Problems to work on
• a. Answer these three questions from the forum thread about Hardinge lathes below, one answer per line.
(i) What price is asked for each machine?
(ii) What word does kb58 say the seller should have put in the title?
(iii) What message does higgite get on clicking the CL link?
• b. Name every distinct username that heads a post in the forum thread about Hardinge lathes below.

# Now $150.00!! Hardinge Lathes - $150 (Fallon, NV)



## MrWhoopee

Now $150.00!! Hardinge Lathes
					

Asking $150 each. Machines were functioning normally when pulled from working shop for a major machine upgrade. Forklift on site for loading. Lathe milling machine machinist grinder drill press...



					sacramento.craigslist.org


----------



## matthewsx




----------



## kb58

Seller should have put "turret" in title.


----------



## T Bredehoft

It's still a bargain. no mention, however of a set of collets.


----------



## higgite

What I get when I click on the CL link: *"This posting has been deleted by its author."*

I guess he either sold it or saw the error of his ways. (pardon the pun)

Tom


----------



## MrWhoopee

higgite said:


> What I get when I click on the CL link: *"This posting has been deleted by its author."*
> 
> I guess he either sold it or saw the error of his ways. (pardon the pun)

Rows
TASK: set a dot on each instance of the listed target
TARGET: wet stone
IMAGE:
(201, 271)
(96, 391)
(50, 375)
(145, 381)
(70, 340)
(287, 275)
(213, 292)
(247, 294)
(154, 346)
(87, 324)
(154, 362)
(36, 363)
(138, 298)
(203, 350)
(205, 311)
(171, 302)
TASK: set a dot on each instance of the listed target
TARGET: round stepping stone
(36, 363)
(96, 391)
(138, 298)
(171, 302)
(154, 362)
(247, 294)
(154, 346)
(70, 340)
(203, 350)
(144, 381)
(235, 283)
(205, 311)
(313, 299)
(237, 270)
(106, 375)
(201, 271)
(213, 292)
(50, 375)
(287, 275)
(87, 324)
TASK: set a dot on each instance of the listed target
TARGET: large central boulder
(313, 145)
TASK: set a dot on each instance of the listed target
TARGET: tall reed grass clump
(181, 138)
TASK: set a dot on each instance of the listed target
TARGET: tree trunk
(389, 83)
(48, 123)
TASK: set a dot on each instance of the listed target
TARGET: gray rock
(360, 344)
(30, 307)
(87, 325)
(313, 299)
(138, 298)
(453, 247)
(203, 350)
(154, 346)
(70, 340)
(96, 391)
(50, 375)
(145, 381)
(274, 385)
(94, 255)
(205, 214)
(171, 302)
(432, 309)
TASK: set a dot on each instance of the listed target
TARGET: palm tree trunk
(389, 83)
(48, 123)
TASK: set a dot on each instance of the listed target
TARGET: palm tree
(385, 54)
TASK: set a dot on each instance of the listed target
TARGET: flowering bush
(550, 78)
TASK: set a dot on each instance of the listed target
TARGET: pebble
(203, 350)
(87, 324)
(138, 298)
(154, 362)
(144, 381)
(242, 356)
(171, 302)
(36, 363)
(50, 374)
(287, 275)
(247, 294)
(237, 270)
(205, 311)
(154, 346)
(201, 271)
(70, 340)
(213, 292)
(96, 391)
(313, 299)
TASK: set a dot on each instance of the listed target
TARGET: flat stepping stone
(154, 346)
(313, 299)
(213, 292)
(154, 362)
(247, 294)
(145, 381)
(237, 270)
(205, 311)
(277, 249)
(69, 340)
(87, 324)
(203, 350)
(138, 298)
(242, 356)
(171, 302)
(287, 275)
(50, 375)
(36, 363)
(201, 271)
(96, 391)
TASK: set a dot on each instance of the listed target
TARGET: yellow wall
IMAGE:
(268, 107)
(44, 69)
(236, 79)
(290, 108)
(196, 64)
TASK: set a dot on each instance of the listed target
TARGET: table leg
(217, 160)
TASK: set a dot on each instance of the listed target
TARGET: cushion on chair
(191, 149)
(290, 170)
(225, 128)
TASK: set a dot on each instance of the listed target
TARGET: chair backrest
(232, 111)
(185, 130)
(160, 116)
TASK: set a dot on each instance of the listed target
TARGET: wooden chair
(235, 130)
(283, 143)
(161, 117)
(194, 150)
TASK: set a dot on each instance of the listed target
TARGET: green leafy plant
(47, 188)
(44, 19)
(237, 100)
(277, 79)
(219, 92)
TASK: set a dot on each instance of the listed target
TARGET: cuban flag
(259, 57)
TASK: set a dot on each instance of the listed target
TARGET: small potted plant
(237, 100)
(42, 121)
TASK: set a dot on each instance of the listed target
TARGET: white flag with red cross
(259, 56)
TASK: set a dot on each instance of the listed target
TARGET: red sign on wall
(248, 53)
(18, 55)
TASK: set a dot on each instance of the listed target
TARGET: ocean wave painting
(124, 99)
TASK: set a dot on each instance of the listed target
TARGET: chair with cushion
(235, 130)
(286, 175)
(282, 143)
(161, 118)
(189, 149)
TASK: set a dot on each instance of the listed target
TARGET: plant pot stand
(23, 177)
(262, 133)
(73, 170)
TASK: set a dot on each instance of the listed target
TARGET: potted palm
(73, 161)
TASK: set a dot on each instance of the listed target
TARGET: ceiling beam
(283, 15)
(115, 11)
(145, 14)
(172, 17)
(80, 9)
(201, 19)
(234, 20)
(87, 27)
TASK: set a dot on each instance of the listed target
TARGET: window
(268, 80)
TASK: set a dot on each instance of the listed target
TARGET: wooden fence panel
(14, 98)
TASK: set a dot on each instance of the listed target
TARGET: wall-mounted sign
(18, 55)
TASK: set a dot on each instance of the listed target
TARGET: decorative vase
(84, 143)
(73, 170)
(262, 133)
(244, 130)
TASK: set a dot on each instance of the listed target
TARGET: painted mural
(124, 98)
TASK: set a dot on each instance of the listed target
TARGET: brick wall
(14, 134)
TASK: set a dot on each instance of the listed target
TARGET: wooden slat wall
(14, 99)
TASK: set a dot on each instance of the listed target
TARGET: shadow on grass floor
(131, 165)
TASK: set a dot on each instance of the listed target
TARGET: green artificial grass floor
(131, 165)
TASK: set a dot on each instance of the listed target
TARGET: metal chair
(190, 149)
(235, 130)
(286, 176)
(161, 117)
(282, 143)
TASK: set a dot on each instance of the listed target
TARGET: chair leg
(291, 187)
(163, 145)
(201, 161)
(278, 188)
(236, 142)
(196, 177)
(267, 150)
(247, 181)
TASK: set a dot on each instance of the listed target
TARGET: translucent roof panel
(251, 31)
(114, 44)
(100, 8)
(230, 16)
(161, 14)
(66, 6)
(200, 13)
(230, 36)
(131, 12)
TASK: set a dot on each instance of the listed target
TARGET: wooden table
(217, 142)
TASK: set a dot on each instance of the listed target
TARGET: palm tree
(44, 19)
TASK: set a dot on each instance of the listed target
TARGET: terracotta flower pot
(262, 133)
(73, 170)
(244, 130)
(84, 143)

Exercise responses
• a.
(i) $150 each.
(ii) "Turret."
(iii) "This posting has been deleted by its author."

• b. MrWhoopee, matthewsx, kb58, T Bredehoft, higgite